- [ASSIGNMENT]: Below are the records; work out how many lines among them contain "hillside", and write nothing besides that number.

- [INFORMATION PROVIDED]:

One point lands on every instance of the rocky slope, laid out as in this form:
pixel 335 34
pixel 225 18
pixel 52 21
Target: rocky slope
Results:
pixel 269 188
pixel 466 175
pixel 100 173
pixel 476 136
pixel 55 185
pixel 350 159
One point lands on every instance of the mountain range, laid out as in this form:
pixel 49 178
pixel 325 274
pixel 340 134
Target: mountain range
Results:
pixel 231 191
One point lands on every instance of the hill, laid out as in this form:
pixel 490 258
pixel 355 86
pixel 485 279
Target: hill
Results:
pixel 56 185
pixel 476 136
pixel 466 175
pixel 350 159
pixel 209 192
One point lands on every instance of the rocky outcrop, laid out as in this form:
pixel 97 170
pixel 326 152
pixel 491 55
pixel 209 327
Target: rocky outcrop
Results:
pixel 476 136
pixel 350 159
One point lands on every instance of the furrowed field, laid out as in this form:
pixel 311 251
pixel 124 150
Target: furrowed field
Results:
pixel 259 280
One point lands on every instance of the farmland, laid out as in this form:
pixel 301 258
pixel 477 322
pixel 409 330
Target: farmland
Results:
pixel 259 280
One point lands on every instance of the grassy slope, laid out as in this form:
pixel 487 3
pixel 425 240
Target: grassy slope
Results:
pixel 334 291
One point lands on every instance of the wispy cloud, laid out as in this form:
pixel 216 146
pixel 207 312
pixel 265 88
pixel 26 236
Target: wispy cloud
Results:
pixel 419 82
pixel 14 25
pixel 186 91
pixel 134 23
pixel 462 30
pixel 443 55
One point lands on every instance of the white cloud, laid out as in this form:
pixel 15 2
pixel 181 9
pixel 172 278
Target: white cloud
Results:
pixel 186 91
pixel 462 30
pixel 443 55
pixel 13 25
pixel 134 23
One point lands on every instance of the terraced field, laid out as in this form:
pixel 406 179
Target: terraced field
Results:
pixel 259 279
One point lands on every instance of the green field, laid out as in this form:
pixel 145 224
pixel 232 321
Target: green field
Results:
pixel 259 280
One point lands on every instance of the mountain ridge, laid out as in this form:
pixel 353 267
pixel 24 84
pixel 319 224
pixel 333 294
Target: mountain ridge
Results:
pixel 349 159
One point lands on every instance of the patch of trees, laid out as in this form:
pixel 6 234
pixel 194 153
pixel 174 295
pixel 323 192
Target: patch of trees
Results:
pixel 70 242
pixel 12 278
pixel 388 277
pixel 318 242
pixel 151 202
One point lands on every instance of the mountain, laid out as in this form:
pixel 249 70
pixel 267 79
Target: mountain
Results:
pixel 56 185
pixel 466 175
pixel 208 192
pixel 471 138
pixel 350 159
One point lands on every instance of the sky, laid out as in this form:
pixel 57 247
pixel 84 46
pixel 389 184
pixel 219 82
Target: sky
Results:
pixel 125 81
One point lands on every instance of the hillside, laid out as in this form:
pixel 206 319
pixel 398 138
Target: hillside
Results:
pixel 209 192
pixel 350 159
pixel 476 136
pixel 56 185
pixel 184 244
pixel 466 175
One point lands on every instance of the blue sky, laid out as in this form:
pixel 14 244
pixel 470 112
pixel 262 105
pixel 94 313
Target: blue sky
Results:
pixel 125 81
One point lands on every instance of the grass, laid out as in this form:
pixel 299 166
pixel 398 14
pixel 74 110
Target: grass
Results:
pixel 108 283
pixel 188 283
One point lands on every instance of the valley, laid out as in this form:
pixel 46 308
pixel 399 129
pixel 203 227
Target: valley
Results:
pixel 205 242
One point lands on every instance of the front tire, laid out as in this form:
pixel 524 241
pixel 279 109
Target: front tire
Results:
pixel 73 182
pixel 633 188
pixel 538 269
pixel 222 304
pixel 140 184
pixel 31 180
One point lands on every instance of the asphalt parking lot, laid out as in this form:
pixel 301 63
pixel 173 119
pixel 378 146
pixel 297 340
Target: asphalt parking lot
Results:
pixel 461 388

- [SOLVED EXERCISE]: 2